→ REQUIRED WORK
**a)** In the March 2018 diary entries, where did the writer go after the birthday lunch on March 24?
**b)** Update the March 2018 diary entries: write out the part starting with "Today was a" and going on through "and her parents!", with "birthday lunch" replaced by "birthday party".

Month: March 2018

March 24, 2018: Family Time

Today was a day spent with family. Andy and I went to a birthday lunch for his niece this afternoon. She turned 4 years old this week, and already she can’t wait to turn five! Since she begins school next year, it will truly be a milestone event for her and her parents!

After the lunch we went to Clifton, where I visited my mother’s resting place. I make every effort to visit her every month, and since her memorial anniversary was on Thursday, it was meaningful for me to be at her gravesite at this particular time. It was a sacred moment to honor her and reflect on the times we shared together.

March 23, 2018: Friends and Family

Some things I’m thinking about as I’m getting ready today:

  • I may not be able to go to Montclair this evening. I was hoping to attend the talent show hosted by the school I used to work for while living in Essex County, but the timing between getting out of work + commuting from Hunterdon Co. might make things complicated.
  • I’m looking forward to celebrating Andy’s niece’s birthday this weekend. She will be four this week. She’s grown so much. I remember the day she was born!
  • I’m also looking forward to visiting my mother’s resting place on Saturday. It will be after the celebration with Andy’s family. I make it a point in visiting my mom’s resting place once every month.
  • It looks like I’ll be seeing both families (Andy’s and mine) on Easter weekend. Seeing both families on holidays can get a bit complicated, but so far we’ve been able to work it out with minimal stress.

March 22, 2018: Nine Years Later

It’s hard to believe it’s been 9 years since my mother passed away. I went through the motions of today: going to work, tending to my left wrist while managing toddlers, doing what I needed to do for the classroom. Sometimes it’s better to just keep my mind occupied, to think about my mom until later, like right now.

→ DATA SECTION

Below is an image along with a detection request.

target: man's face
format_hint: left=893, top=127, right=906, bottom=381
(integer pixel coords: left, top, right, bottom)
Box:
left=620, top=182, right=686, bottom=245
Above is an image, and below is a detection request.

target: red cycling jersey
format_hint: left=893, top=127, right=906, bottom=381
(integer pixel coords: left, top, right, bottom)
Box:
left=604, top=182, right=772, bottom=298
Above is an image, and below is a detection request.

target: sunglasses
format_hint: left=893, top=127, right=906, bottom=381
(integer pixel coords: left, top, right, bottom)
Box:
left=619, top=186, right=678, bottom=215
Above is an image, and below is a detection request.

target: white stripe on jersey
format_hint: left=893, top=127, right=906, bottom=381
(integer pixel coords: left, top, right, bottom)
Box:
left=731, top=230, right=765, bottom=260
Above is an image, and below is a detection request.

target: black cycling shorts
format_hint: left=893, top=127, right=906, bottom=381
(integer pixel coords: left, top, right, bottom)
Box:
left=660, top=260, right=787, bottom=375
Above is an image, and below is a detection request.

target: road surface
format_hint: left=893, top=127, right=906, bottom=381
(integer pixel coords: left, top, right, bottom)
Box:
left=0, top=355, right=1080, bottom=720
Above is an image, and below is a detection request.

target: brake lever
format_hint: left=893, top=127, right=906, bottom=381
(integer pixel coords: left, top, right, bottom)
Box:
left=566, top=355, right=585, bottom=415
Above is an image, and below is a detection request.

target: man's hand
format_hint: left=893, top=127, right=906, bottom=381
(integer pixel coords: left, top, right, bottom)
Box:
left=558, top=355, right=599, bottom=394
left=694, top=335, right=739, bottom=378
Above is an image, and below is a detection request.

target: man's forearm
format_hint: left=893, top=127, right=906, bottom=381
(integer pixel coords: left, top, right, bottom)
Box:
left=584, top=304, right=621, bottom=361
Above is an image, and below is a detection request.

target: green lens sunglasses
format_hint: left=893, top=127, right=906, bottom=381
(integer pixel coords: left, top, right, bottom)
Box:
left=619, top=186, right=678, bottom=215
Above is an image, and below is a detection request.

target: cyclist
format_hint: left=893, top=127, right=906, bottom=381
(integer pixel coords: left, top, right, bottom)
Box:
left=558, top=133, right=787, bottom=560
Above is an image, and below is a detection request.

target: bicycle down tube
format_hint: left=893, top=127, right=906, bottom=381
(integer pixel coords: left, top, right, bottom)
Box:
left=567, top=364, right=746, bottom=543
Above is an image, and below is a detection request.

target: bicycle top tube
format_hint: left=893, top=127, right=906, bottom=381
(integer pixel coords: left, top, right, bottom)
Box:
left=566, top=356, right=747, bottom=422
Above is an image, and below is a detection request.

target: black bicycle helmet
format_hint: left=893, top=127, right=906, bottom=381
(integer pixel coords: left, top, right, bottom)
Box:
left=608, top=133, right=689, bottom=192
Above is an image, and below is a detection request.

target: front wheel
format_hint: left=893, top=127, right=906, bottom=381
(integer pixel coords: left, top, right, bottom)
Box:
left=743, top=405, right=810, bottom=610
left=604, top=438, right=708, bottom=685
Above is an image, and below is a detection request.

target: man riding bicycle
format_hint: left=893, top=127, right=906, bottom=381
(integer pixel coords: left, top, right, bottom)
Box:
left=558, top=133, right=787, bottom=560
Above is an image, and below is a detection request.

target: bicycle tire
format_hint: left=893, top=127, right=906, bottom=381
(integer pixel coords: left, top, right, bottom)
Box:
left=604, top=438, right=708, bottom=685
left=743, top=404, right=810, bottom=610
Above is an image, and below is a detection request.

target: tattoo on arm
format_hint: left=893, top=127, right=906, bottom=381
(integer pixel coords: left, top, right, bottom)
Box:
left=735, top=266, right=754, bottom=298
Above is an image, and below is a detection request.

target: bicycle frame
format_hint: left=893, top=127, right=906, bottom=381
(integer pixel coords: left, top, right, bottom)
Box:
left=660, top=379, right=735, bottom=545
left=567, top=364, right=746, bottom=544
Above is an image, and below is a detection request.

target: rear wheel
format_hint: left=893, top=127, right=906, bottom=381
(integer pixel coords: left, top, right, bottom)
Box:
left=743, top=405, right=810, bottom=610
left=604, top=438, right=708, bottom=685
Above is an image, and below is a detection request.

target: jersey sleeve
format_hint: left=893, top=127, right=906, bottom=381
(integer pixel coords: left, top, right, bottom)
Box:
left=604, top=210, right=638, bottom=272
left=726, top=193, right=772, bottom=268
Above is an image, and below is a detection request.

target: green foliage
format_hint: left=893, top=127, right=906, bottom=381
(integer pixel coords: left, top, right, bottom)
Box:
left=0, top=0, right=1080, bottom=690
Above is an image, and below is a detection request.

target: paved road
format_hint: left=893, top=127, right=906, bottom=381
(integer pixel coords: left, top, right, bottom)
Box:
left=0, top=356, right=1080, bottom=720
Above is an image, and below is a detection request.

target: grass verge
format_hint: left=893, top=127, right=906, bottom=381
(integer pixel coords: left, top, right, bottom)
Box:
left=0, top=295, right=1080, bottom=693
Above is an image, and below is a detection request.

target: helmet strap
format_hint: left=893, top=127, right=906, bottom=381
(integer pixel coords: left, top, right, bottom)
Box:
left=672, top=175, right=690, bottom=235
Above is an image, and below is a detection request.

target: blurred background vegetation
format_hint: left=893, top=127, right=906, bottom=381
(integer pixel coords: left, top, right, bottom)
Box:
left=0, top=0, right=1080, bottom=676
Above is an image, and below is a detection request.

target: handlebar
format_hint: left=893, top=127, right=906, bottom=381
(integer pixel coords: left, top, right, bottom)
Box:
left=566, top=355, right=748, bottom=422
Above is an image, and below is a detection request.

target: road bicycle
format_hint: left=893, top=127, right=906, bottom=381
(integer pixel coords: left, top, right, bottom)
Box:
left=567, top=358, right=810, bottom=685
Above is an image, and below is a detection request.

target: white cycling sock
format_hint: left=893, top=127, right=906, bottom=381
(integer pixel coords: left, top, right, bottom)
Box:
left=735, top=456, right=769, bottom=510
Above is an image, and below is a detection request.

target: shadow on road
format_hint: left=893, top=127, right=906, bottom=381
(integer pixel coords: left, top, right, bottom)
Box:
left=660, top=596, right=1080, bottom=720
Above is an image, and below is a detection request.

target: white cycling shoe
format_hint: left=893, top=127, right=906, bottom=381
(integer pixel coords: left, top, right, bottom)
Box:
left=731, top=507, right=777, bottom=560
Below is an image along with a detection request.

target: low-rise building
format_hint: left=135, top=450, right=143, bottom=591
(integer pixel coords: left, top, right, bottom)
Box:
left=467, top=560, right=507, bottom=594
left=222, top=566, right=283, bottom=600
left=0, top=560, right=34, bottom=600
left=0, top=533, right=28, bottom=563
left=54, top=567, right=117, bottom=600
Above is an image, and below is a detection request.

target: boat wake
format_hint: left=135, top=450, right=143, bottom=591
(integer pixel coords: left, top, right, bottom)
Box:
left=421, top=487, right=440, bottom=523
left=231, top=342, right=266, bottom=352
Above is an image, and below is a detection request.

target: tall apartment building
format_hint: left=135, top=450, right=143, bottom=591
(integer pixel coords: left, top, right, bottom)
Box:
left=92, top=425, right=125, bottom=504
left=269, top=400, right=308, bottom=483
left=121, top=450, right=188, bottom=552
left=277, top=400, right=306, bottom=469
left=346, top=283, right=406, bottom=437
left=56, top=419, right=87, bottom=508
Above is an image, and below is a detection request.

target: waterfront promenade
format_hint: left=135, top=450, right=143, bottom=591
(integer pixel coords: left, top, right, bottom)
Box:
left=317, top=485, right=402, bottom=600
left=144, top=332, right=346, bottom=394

→ TASK-BY-TASK SOLUTIONS
**a)** Clifton, to visit the writer's mother's resting place.

**b)**
Today was a day spent with family. Andy and I went to a birthday party for his niece this afternoon. She turned 4 years old this week, and already she can’t wait to turn five! Since she begins school next year, it will truly be a milestone event for her and her parents!